Marcus Aurelius Sabinus Julianus, known in English as Julian of Pannonia (died 285–286) was a Roman usurper (283–285 or 286) against Emperor Carinus or Maximian. It is possible that up to four usurpers with a similar name rebelled in a timeframe of a decade, but at least one of them is known by numismatic evidence.

== Usurper against Carinus (283–285) ==

Julian was a corrector in northern Italy, in 283/284, (and not a praetorian prefect as stated by some sources). Soon after the news of the death of Emperor Carus (in 283) or Numerian (in November 284) arrived in the western provinces, Julian revolted in Pannonia. He issued coins from Siscia, some of them bearing a legend celebrating Pannonia. Emperor Carinus, brother of Numerian, who had marched from Roman Britain to deal with the usurpation, met, defeated, and killed Julian early in 285, in Italy (possibly in Verona), or in Illyricum.

== Other usurpers ==

According to some scholars, it is possible that two usurpers actually existed: a Marcus Aurelius Julianus, corrector in Italy, rebelled after Carus' death, with the control of Pannonia, and defeated in Illyricum; and a Sabinus Julianus, praetorian prefect, usurper in Italy after Numerian's death, defeated near Verona.

Another usurper, simply named Julian, raised some turmoil in Africa Province, against Carinus, with the support of the Quinquegentani tribe.

A fourth Julian is mentioned revolting between the time Maximian had been raised to the rank of Augustus (1 March 286) and the time Constantius Chlorus and Galerius became Caesar (March 1, 293). The revolt of this Julianus took place in Italy, but ended when, during a siege, a breach was opened in the walls of his city, and he threw himself in the fire.

→ **Excerpted data**

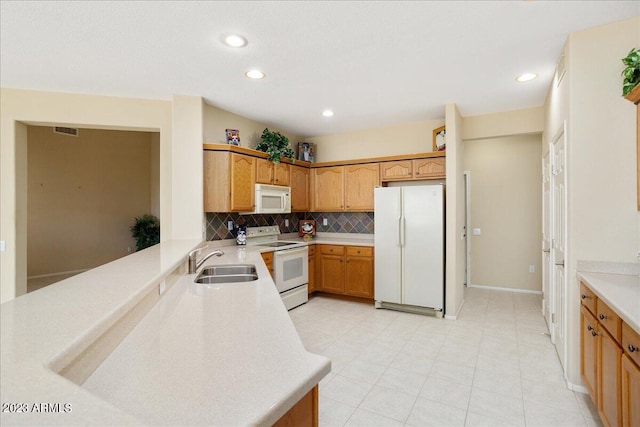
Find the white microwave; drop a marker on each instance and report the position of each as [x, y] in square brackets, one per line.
---
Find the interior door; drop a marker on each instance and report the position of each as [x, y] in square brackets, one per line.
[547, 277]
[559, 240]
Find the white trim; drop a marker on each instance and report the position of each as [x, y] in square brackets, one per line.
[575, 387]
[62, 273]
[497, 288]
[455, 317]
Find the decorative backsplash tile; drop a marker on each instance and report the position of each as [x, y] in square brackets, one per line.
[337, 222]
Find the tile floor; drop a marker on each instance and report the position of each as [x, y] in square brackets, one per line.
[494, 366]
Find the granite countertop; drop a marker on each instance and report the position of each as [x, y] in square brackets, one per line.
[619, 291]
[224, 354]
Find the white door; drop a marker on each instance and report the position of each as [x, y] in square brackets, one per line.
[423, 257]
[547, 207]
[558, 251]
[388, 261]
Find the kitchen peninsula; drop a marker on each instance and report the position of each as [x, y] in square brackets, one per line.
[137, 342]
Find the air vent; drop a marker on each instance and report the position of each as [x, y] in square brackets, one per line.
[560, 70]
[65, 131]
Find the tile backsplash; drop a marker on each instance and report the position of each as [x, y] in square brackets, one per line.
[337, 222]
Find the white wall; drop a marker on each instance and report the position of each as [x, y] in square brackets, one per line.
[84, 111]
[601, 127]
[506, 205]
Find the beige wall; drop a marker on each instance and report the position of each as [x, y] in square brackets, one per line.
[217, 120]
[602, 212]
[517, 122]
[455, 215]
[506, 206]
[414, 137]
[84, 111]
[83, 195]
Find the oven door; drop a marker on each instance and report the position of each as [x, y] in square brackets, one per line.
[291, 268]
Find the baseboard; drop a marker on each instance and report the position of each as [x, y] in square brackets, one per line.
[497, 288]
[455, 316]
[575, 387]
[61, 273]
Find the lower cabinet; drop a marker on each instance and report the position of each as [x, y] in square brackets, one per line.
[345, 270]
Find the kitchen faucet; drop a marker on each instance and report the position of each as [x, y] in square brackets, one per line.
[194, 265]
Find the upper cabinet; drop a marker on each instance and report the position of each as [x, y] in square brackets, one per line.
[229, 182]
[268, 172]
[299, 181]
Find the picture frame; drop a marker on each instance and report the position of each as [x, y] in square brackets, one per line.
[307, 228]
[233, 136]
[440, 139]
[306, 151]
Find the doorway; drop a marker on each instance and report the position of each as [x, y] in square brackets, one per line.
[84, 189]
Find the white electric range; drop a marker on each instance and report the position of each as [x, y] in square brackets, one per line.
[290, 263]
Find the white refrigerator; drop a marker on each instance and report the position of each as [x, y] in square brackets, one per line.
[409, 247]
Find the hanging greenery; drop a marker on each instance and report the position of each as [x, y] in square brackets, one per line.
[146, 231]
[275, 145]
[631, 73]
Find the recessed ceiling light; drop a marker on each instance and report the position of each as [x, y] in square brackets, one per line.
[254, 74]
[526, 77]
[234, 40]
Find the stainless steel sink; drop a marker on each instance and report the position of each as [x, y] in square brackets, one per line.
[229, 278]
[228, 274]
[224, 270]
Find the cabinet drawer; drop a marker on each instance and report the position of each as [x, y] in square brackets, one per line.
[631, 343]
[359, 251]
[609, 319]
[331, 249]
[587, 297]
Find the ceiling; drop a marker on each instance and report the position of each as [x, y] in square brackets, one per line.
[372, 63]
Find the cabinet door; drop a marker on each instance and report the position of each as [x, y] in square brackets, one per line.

→ **What the exercise asks**
Copy the portion of the text on Julian of Pannonia that opens with the words "According to some" and closes with "defeated near Verona.", reproducing it word for word. The rows are drawn from a separate source and bear no relation to the text on Julian of Pannonia.

→ **Output of the exercise**
According to some scholars, it is possible that two usurpers actually existed: a Marcus Aurelius Julianus, corrector in Italy, rebelled after Carus' death, with the control of Pannonia, and defeated in Illyricum; and a Sabinus Julianus, praetorian prefect, usurper in Italy after Numerian's death, defeated near Verona.